= WORK TO COMPLETE =
The required output is a number: how many lines of the data below include the string "chimpanzee".
(SUPPLIED ENTRIES Opens)
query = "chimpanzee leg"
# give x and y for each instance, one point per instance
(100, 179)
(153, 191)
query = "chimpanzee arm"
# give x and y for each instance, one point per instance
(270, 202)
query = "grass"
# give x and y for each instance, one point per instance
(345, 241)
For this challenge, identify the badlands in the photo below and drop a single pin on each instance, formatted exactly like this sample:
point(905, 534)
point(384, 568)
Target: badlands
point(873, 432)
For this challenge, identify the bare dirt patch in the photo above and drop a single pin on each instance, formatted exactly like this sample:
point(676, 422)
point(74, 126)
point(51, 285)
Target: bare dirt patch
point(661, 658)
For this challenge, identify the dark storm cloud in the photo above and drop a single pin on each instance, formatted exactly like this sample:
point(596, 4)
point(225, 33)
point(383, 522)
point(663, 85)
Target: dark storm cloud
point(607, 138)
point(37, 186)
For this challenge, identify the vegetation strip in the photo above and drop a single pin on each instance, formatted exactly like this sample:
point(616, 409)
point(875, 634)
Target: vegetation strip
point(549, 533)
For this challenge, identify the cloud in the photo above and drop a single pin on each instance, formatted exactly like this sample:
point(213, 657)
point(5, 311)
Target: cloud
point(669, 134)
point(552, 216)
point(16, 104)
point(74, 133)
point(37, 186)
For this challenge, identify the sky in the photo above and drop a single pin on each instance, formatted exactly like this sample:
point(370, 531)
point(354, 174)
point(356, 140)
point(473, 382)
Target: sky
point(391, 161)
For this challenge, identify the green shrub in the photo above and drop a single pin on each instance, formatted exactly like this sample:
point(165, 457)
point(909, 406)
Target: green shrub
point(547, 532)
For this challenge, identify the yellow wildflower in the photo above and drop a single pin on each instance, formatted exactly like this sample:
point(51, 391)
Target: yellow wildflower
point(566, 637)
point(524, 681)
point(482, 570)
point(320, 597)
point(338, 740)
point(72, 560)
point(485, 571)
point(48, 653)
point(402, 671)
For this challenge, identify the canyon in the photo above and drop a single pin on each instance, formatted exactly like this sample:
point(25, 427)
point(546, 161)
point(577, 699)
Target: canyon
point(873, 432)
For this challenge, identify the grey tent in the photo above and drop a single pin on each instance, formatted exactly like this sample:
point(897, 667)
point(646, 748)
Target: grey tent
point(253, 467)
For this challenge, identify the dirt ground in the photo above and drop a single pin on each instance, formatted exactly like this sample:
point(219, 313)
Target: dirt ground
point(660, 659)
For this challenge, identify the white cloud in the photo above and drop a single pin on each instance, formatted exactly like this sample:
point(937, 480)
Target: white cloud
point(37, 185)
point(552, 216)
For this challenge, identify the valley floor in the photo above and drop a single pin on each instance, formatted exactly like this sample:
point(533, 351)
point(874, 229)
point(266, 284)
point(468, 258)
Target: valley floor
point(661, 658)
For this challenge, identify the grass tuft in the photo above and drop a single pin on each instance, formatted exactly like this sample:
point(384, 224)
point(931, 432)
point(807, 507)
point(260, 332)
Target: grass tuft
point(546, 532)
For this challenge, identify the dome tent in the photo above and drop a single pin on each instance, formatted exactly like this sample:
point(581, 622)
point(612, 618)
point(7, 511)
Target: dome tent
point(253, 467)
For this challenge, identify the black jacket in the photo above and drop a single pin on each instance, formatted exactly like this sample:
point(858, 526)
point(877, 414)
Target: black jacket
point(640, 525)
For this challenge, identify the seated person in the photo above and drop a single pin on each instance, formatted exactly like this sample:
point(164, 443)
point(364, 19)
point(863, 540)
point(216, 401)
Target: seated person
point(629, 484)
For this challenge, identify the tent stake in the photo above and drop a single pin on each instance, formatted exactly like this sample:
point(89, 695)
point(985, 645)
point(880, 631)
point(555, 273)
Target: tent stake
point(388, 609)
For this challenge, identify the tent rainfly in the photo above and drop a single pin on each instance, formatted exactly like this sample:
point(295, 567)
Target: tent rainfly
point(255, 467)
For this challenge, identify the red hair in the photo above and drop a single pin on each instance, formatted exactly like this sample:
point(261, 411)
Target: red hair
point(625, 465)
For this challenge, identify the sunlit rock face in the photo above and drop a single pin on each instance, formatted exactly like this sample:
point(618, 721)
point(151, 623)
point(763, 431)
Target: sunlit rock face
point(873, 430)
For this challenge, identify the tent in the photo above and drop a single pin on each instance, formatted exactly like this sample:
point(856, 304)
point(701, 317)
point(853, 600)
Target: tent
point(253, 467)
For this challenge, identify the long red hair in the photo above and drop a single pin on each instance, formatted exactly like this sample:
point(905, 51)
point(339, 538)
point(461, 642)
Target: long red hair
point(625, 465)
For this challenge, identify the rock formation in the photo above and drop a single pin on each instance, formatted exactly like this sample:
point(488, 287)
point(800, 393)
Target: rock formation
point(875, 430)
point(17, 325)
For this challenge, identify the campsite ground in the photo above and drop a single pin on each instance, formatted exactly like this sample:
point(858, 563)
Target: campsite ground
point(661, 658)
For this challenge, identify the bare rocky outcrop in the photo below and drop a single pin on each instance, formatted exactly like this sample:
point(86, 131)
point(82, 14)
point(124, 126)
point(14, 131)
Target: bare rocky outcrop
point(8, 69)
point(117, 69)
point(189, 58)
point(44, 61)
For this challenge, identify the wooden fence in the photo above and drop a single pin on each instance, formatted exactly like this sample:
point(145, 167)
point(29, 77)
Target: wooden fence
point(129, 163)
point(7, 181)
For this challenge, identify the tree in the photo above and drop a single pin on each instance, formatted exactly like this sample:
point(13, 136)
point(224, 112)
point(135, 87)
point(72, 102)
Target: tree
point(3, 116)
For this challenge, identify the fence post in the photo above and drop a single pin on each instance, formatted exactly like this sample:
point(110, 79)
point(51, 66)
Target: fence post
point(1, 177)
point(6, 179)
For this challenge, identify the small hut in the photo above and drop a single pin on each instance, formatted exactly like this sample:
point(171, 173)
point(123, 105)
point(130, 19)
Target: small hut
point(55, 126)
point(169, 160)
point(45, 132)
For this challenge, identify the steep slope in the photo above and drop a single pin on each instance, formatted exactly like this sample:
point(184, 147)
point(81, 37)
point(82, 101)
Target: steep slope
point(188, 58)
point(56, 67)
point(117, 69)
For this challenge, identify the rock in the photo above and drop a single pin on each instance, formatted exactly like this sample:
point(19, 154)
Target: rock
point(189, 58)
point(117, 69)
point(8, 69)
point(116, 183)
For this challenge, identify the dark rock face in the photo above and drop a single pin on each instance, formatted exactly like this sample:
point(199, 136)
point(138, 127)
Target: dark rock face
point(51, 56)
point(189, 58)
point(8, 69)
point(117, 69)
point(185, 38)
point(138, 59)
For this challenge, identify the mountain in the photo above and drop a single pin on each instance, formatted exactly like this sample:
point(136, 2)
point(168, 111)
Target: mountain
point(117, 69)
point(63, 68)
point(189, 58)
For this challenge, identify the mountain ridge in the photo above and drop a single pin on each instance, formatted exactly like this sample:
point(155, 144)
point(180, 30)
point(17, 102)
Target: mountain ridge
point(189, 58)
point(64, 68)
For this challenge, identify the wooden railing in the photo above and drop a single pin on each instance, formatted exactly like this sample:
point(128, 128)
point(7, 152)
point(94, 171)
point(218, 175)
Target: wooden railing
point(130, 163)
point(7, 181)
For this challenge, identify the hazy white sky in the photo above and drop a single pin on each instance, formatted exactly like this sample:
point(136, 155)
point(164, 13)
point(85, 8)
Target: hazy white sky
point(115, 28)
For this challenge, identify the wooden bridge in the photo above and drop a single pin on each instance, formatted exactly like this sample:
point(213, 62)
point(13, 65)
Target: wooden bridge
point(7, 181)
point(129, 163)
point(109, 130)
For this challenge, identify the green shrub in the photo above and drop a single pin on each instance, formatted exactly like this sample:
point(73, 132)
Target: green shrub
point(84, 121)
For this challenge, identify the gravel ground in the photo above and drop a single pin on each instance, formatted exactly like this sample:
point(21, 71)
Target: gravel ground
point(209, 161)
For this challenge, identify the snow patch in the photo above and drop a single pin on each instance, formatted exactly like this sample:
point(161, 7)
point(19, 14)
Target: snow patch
(SUPPLIED ENTRIES Closes)
= SOLUTION TO THIS TASK =
2